## TASK DETAILS
Pick out every line in the entries below that contains the word "wooden" and copy each one. Case counts.

## EXERCISE MATERIAL
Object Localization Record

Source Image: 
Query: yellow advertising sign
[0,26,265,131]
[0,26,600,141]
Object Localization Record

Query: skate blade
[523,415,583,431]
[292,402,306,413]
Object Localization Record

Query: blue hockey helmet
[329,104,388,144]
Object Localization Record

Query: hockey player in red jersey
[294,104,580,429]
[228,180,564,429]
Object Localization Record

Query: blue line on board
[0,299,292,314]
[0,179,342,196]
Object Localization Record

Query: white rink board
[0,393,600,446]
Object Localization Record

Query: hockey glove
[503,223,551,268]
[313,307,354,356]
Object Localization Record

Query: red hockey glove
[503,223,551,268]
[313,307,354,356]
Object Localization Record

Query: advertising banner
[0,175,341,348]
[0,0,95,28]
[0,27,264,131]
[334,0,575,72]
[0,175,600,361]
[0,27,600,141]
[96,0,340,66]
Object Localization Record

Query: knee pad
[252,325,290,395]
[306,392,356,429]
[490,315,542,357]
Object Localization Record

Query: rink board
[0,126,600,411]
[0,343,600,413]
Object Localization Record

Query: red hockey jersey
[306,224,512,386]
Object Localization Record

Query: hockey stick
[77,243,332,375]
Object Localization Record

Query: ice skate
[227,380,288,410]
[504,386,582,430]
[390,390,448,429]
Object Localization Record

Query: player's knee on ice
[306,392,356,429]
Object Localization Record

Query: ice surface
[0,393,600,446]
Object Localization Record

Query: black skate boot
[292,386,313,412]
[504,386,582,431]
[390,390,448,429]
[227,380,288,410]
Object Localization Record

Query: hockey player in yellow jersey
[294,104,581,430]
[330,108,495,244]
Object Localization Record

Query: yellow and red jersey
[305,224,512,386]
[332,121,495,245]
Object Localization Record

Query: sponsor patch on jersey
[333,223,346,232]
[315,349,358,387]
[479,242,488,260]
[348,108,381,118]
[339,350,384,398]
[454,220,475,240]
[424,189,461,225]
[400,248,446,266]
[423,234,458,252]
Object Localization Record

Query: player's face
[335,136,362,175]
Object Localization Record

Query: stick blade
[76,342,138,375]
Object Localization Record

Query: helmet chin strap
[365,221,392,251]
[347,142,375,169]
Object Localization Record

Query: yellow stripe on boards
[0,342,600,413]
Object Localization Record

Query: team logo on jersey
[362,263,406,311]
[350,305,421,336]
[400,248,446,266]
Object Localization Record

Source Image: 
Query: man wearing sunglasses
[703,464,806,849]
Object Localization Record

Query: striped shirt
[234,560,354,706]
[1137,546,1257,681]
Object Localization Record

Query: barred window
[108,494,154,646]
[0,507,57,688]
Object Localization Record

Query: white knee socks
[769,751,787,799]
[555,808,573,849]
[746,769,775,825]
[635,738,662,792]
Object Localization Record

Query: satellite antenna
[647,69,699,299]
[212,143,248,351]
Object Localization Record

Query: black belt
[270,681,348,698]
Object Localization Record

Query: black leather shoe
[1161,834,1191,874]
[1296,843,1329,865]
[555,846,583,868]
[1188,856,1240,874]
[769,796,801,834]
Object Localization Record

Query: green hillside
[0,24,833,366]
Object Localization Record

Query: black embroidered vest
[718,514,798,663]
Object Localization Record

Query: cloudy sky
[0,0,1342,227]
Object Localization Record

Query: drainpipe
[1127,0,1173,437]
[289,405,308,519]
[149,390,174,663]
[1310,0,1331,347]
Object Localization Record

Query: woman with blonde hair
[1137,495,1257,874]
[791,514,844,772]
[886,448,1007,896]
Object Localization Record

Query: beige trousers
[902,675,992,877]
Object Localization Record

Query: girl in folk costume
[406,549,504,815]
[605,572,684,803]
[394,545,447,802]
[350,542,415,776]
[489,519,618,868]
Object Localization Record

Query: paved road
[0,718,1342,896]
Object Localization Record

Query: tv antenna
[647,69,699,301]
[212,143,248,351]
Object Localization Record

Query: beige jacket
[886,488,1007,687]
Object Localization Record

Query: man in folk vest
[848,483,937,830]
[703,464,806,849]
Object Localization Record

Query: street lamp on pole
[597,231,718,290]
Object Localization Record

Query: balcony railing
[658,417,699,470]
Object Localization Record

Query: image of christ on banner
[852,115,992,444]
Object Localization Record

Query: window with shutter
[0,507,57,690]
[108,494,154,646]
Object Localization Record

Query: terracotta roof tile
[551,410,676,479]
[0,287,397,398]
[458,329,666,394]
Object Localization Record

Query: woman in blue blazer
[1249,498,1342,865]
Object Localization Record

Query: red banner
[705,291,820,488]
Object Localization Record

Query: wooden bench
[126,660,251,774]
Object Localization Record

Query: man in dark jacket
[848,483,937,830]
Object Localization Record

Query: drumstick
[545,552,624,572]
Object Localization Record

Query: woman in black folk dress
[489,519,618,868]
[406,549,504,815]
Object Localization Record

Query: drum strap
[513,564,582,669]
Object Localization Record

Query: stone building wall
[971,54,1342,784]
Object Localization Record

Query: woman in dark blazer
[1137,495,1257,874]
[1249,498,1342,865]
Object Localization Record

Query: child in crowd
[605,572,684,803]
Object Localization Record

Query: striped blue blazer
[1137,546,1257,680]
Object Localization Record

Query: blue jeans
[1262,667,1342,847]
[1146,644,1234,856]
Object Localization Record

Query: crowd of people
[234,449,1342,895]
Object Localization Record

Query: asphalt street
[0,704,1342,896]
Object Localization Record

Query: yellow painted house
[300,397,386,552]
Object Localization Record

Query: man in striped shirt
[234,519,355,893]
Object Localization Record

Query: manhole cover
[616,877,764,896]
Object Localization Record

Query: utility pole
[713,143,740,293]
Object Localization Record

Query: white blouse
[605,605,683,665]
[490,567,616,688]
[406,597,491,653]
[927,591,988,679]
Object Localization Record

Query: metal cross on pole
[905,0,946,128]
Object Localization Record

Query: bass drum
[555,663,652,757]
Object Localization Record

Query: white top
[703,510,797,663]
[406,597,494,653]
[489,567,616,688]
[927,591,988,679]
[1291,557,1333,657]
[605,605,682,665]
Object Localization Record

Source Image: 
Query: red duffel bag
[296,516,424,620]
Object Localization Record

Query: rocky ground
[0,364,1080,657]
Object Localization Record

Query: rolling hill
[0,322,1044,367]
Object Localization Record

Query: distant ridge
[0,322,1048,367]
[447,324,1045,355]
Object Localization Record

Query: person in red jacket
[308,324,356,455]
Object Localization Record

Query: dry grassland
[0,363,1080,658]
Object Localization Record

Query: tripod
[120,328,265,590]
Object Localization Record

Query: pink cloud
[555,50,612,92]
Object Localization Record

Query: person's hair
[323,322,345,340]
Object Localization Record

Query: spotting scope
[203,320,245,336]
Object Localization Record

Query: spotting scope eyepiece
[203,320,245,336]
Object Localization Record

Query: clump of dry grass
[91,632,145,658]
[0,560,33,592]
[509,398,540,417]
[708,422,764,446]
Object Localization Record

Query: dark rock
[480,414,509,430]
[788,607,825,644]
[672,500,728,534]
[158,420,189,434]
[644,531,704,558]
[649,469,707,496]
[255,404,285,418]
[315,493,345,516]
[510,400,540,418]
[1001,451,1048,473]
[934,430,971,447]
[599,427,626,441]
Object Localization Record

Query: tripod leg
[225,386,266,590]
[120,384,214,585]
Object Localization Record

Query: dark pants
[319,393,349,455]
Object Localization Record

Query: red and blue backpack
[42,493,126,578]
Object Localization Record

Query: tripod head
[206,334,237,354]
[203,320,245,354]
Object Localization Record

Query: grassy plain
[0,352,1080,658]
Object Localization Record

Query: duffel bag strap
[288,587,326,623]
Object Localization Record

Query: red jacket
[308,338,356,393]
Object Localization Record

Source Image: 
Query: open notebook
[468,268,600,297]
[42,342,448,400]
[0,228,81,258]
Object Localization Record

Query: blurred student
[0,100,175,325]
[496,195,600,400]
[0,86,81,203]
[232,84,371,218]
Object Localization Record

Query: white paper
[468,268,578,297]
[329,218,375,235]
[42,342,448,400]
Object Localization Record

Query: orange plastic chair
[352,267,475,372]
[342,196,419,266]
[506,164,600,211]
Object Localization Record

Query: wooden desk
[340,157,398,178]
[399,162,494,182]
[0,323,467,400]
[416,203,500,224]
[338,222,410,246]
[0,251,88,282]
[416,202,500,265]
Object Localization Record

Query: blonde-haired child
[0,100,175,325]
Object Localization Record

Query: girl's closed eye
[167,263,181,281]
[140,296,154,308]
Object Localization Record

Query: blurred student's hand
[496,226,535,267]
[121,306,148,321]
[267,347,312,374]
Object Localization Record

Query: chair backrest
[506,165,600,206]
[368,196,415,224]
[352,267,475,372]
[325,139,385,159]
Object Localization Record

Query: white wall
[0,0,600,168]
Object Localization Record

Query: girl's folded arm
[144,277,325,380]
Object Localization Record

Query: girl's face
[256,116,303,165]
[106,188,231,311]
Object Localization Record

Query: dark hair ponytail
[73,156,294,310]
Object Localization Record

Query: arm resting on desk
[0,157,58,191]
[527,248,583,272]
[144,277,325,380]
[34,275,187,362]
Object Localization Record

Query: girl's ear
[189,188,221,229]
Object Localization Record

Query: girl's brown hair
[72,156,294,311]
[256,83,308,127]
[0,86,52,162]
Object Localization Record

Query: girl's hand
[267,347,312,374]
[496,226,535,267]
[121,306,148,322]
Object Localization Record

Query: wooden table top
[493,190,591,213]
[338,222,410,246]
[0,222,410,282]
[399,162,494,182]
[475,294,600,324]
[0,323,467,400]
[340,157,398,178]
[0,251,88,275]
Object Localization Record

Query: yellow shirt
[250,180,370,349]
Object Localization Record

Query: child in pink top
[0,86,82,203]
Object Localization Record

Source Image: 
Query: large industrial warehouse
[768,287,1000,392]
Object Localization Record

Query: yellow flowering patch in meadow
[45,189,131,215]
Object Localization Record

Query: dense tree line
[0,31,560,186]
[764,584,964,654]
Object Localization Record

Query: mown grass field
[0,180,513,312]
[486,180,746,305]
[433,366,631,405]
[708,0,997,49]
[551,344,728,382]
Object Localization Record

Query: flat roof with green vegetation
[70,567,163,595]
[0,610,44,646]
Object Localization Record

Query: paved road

## SOLUTION FOR THIS PROBLEM
Query: wooden bench
Query: wooden desk
Query: wooden table top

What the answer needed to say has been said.